=== GIVEN PASSAGE ===

There follows five minutes of commercials, and when the news comes back on, a story about a kitten rescued from a fire escape in Lawrence, Texas. You watch the whole rest of the news, but no story about the British Prime Minister.

That's what waiting for Magellan to explain himself is like.

magellan004
March 10th 2011, 05:01 PM
Just because someone argues with you about something doesn't mean they think the world will end if they lose the argument, Magellan.

Ah good. My 'opponents' have learned from their experience.

Magelllan

magellan004
March 10th 2011, 05:11 PM
Like what? What are these "several" meanings to the word "infer"? What does it mean other than "deduce or conclude (information) from evidence and reasoning rather than from explicit statements"?


'Hint at' and 'Deduce from reasoning' are two different meanings of one word.
"Species' also has various meanings.

You have said that often.

Here's another example -
'Did you beat your wife last night?
Answer yes or no. What are you afraid of? People were beating their wives long before chess was invented.'

Magellan

Tiggy
March 10th 2011, 05:19 PM
BWAHAHAHAHA!!

:lol::lol::lol::lol::lol:

Just noticed the "sabots clownii" tag at the bottom of this Clownshoes thread.

Whoever did that, well played! :thumb:

- T

magellan004
March 10th 2011, 05:26 PM
What's curious is what possible reason could there be why Magellan won't answer this simple, obvious question that any six year old could answer without thinking about it. The only reason I can think of (other than sheer obstinacy) is that Magellan does not want to even admit that species actually exist. This is after we've explained to him that accepting the existence of species (which really aren't the different from biblical "kinds" as a concept beyond the fact that there are actually operational definitions for what a "species" is) does not mean he has to accept common descent.

But then, shown a picture of two swans, one black, one white:

http://www.planet-deepblu.com/~eric/graphic_links/BlackAndWhite.jpg

—he refused to identify which one was black and which one was white. I don't even have a hypothesis as to why that would be.

=== DATA SHOWN ===

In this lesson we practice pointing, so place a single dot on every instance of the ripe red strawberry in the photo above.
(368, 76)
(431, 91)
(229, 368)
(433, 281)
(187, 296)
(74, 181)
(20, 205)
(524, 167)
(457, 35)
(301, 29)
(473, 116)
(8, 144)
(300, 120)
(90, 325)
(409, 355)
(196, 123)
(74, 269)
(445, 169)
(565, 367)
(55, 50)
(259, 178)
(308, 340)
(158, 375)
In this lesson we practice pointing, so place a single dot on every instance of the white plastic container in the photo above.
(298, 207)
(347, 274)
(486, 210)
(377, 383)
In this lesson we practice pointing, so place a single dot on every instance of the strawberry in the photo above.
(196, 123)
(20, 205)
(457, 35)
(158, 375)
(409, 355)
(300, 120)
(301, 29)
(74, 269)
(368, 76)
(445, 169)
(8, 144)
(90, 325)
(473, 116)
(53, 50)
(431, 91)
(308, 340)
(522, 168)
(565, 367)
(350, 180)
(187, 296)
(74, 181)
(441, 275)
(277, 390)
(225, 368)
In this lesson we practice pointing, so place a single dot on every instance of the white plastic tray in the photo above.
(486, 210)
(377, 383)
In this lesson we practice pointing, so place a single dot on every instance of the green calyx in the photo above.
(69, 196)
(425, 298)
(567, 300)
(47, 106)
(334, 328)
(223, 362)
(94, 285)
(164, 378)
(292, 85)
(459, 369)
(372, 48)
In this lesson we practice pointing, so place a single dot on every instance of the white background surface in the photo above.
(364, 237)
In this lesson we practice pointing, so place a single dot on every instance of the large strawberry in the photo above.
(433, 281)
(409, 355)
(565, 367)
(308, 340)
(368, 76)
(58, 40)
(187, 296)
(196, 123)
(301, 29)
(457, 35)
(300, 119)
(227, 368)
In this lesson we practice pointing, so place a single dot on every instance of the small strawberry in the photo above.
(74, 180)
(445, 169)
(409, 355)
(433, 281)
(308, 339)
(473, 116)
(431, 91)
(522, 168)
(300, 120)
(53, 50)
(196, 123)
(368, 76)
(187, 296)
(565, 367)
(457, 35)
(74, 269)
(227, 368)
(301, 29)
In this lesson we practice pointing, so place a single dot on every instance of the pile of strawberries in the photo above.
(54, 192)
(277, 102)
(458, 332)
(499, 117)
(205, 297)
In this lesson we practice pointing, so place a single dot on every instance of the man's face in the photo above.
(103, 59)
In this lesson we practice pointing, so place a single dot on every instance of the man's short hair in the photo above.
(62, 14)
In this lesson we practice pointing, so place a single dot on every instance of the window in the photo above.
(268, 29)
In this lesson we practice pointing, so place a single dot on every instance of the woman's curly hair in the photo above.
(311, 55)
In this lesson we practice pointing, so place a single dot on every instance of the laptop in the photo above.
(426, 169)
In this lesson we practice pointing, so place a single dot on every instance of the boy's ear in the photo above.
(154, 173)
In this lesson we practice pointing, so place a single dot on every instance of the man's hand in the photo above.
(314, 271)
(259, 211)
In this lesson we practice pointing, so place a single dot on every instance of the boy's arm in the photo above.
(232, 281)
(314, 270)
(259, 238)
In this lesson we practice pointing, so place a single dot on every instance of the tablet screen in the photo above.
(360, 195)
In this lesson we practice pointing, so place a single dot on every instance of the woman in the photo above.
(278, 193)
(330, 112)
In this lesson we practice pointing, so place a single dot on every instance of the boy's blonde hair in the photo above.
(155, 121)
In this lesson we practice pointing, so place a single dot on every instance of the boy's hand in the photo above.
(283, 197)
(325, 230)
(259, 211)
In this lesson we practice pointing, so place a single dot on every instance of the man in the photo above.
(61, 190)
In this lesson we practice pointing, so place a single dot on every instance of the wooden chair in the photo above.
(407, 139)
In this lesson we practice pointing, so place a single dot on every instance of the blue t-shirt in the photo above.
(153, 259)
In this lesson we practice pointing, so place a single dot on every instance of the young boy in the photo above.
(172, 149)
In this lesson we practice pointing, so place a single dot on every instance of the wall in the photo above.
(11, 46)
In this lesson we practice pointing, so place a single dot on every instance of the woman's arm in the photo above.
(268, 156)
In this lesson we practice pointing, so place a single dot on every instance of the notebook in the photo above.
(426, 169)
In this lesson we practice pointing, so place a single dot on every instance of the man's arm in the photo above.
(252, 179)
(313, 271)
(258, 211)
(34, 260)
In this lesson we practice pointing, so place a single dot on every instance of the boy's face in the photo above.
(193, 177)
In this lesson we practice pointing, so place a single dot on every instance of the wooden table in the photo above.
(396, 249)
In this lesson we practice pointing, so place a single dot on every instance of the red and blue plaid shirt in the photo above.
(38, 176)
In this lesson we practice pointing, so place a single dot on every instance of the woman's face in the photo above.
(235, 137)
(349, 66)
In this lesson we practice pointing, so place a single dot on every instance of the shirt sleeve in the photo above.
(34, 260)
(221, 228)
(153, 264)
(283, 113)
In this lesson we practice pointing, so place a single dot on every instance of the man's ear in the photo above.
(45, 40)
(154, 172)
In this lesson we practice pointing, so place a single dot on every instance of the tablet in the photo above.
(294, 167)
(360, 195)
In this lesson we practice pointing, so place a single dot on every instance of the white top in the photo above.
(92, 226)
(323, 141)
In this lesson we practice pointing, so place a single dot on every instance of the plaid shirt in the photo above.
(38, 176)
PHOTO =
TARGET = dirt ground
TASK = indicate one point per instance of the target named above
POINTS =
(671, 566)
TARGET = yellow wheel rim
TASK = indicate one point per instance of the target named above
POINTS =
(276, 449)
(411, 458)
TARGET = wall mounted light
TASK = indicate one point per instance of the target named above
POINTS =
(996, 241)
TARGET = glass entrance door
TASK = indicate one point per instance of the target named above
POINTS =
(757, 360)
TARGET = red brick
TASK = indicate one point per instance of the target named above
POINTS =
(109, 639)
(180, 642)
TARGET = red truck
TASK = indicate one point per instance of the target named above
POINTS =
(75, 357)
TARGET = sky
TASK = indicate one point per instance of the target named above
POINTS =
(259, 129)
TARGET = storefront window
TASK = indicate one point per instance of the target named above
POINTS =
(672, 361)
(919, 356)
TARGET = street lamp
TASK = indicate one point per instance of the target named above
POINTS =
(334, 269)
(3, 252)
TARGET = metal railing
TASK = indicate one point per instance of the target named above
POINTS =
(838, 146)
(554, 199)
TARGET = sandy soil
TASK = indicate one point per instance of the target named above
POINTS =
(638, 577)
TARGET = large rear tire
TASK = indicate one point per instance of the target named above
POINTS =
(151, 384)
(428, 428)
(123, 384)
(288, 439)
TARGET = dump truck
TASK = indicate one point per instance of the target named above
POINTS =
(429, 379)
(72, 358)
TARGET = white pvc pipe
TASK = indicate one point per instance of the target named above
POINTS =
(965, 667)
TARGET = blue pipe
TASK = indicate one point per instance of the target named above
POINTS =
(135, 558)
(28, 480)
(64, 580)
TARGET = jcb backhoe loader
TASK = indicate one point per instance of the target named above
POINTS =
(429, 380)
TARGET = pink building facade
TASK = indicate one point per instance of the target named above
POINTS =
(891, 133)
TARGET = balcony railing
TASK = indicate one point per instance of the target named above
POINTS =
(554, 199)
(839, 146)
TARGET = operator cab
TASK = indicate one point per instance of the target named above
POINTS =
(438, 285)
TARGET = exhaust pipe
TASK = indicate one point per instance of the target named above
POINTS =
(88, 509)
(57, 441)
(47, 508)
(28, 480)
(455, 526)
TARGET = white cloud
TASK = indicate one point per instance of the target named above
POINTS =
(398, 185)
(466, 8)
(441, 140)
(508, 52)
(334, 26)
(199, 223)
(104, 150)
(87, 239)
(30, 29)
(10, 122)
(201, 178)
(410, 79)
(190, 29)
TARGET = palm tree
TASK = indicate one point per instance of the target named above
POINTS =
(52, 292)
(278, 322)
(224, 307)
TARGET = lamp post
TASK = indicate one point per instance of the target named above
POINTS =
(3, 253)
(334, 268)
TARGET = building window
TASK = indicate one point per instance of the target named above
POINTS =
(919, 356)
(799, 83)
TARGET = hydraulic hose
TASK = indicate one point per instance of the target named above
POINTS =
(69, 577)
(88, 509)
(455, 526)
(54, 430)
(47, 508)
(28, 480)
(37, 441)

===

YOUR OBJECTIVE.
In the forum thread above, repeat the passage starting with "Here's another example" and going on through "this Clownshoes thread.".

SOLUTION TO THE EXERCISE.
Here's another example -
'Did you beat your wife last night?
Answer yes or no. What are you afraid of? People were beating their wives long before chess was invented.'

Magellan

Tiggy
March 10th 2011, 05:19 PM
BWAHAHAHAHA!!

:lol::lol::lol::lol::lol:

Just noticed the "sabots clownii" tag at the bottom of this Clownshoes thread.